# Dataset extract:
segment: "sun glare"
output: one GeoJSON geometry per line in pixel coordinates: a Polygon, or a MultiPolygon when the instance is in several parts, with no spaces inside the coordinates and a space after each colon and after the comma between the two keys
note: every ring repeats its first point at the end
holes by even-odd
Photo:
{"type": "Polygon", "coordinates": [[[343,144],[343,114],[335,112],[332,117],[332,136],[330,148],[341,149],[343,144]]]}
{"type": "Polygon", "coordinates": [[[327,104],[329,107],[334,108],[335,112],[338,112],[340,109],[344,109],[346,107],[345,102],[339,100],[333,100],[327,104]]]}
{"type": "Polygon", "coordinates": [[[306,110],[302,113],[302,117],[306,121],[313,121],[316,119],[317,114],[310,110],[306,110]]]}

# What you have to do:
Render these lines as a JSON list of strings, one string per line, leaving out any blank lines; include every line of the listing.

# Full answer:
[
  "segment: \"sun glare\"",
  "output: one GeoJSON geometry per line in pixel coordinates: a Polygon, or a MultiPolygon when the instance is in several parts, with no spaces inside the coordinates and a space after each colon and after the comma between the two keys",
  "note: every ring repeats its first point at the end",
  "holes by even-odd",
  "Photo:",
  "{\"type\": \"Polygon\", \"coordinates\": [[[343,144],[343,114],[335,112],[332,117],[332,136],[330,148],[341,149],[343,144]]]}",
  "{\"type\": \"Polygon\", \"coordinates\": [[[327,104],[329,107],[334,108],[335,112],[338,112],[340,109],[344,109],[346,107],[345,102],[339,100],[333,100],[327,104]]]}",
  "{\"type\": \"Polygon\", \"coordinates\": [[[306,110],[302,113],[302,117],[306,121],[313,121],[316,119],[317,114],[310,110],[306,110]]]}"
]